== Data to process ==
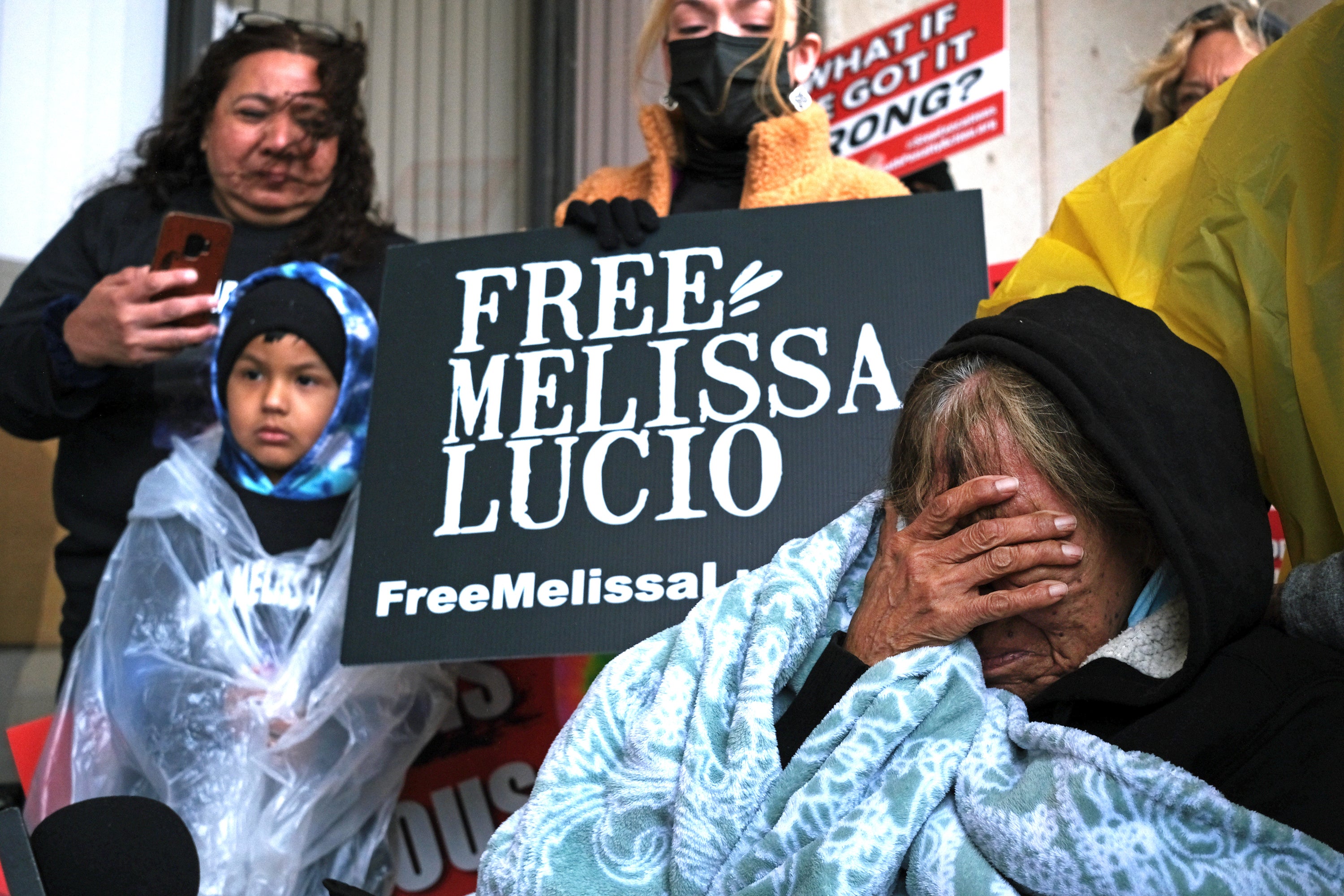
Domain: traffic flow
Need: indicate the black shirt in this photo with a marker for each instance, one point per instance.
(284, 524)
(711, 179)
(112, 433)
===
■ Work required: Please copy out the material above exactly, with the images removed.

■ Task response:
Domain: traffic flow
Need: indicate the black shirt in this photo with a marker for each instance, one point per instance.
(284, 524)
(711, 179)
(112, 433)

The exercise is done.